■ YOUR TASK:
From the excerpt below on the surveillance of an MP's prison visits, extract the passage that begins at the words "The public are" and stops after the words "some cases, privileged.", copying it word for word.

■ EXCERPT TO READ:
**********

Under section 28 of RIPA, such authorisations are allowed only in circumstances that involve national security or the prevention of crimethere are other categoriesand one can understand why Babar Ahmad might have been bugged but, at the same time, the decision has to be proportionate. Unless it was suggested that the hon. Member for Tooting was in the course of his visits going to engage in a criminal conversation with Mr. Ahmad or in some conspiracy with him that would seek to undermine the criminal justice system in this country, it ought to have followed
logically that those police officers would have been alerted to the fact that surveillance ought not to take place.
Are not wider issues raised about the extent to which we now have a surveillance society on such a level that a large number of intrusive investigations are being authorised by police officers at a senior level but are being carried out and monitored by police officers at a junior level? The result of that must be to cause anxiety that there will be instances when individuals whose conversations ought not to be monitored, for the very good public policy reasons outlined by the Home Secretary, will be monitored. For those reasons, I welcome the Home Secretarys announcement of a review of the subject. I urge her to widen it to consider more generally the extent to which those areas of surveillance that fall outside the scope of the Secretary of States warrant, whether they relate to the bugging of an MPs conversation when they visit someone in prison or elsewhere or to legal advisers and their conversations with individuals, should be looked at afresh.
The public are entitled to reassurance that we have not in fact created a system whereby there are substantial loopholes that allow junior police officers, through ignorance, inadvertence or possibly malice, simply to decide that they want to continue to listen to conversations when all the pointers mean that those conversations should remain confidential and, in some cases, privileged.
Jacqui Smith: I thank the hon. Gentleman for his measured response to my statement and to Sir Christophers report. In relation to the specific points that he raised, Sir Christopher outlines at some length in paragraph 10 the inquiries that he undertook and what he learned about the meetings that the officer he identified as X had with a variety of people, as well as about the opportunities that he had during the course of those meetings. At the end of paragraph 10, Sir Christopher explains why it was appropriate to choose not to interview X further.
The hon. Gentleman makes a reasonable point about the expectation that people might have had about the way the monitoring of a conversation that, as Sir Christopher identified, clearly involved a Member of Parliament on constituency business would be treated. As I said in my statement, the current codes and law make it clear that those police officers did not act outside the current codes and the law. However, it is precisely in order to ensure that there is clear guidance about the way in which an MPs conversations with a constituent should be treated that I propose the changes to the codes that I outlined in my statement. I agree with the hon. Gentleman that that needs clarification, and that is what we will provide.

**********

■ DATA UNDER STUDY:
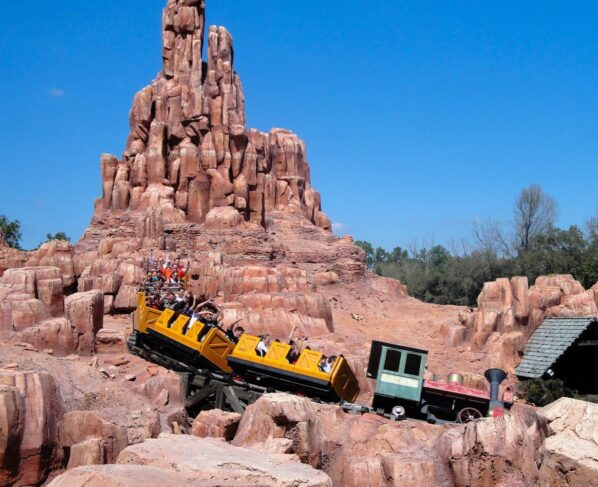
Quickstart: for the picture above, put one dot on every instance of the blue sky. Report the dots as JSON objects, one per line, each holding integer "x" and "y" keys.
{"x": 418, "y": 116}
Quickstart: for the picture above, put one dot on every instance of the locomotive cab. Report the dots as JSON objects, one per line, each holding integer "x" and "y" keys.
{"x": 399, "y": 374}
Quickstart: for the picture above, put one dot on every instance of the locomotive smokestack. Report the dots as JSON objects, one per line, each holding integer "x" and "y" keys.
{"x": 495, "y": 377}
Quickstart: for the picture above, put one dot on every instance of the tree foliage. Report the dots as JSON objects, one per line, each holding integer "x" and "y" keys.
{"x": 531, "y": 245}
{"x": 57, "y": 236}
{"x": 542, "y": 392}
{"x": 534, "y": 214}
{"x": 11, "y": 231}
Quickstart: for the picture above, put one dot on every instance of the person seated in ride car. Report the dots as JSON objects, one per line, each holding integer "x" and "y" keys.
{"x": 234, "y": 333}
{"x": 323, "y": 364}
{"x": 182, "y": 272}
{"x": 169, "y": 300}
{"x": 330, "y": 363}
{"x": 179, "y": 302}
{"x": 263, "y": 345}
{"x": 173, "y": 281}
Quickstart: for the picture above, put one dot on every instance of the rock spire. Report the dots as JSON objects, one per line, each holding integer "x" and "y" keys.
{"x": 189, "y": 147}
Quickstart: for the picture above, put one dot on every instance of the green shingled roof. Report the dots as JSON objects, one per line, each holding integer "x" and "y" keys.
{"x": 548, "y": 343}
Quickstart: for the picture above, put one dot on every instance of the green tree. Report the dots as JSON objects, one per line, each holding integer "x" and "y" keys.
{"x": 11, "y": 231}
{"x": 57, "y": 236}
{"x": 534, "y": 213}
{"x": 369, "y": 251}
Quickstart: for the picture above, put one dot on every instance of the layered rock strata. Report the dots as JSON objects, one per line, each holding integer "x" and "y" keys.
{"x": 236, "y": 203}
{"x": 509, "y": 311}
{"x": 189, "y": 148}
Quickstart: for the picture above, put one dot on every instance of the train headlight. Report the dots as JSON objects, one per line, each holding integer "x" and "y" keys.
{"x": 398, "y": 412}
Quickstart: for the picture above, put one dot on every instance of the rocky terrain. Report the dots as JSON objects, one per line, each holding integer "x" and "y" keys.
{"x": 194, "y": 182}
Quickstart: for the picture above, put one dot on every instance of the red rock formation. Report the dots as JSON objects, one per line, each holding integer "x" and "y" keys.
{"x": 501, "y": 451}
{"x": 509, "y": 312}
{"x": 28, "y": 296}
{"x": 86, "y": 314}
{"x": 217, "y": 460}
{"x": 216, "y": 424}
{"x": 189, "y": 150}
{"x": 235, "y": 202}
{"x": 353, "y": 450}
{"x": 570, "y": 452}
{"x": 91, "y": 439}
{"x": 30, "y": 410}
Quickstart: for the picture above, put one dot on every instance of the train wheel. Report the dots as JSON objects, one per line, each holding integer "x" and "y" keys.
{"x": 398, "y": 412}
{"x": 468, "y": 414}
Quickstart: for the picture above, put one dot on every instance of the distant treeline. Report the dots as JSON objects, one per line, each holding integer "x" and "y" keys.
{"x": 529, "y": 245}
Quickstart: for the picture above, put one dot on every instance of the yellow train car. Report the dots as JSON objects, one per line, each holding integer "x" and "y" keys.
{"x": 304, "y": 376}
{"x": 163, "y": 335}
{"x": 197, "y": 345}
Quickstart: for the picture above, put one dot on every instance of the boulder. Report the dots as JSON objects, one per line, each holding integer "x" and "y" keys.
{"x": 493, "y": 451}
{"x": 56, "y": 253}
{"x": 570, "y": 452}
{"x": 354, "y": 450}
{"x": 125, "y": 476}
{"x": 85, "y": 311}
{"x": 30, "y": 411}
{"x": 214, "y": 460}
{"x": 55, "y": 334}
{"x": 110, "y": 341}
{"x": 79, "y": 428}
{"x": 216, "y": 424}
{"x": 222, "y": 217}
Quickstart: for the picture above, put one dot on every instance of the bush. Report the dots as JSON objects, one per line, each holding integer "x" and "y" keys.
{"x": 543, "y": 391}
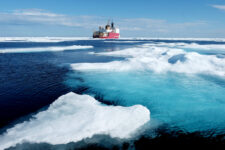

**********

■ TASK RESPONSE:
The public are entitled to reassurance that we have not in fact created a system whereby there are substantial loopholes that allow junior police officers, through ignorance, inadvertence or possibly malice, simply to decide that they want to continue to listen to conversations when all the pointers mean that those conversations should remain confidential and, in some cases, privileged.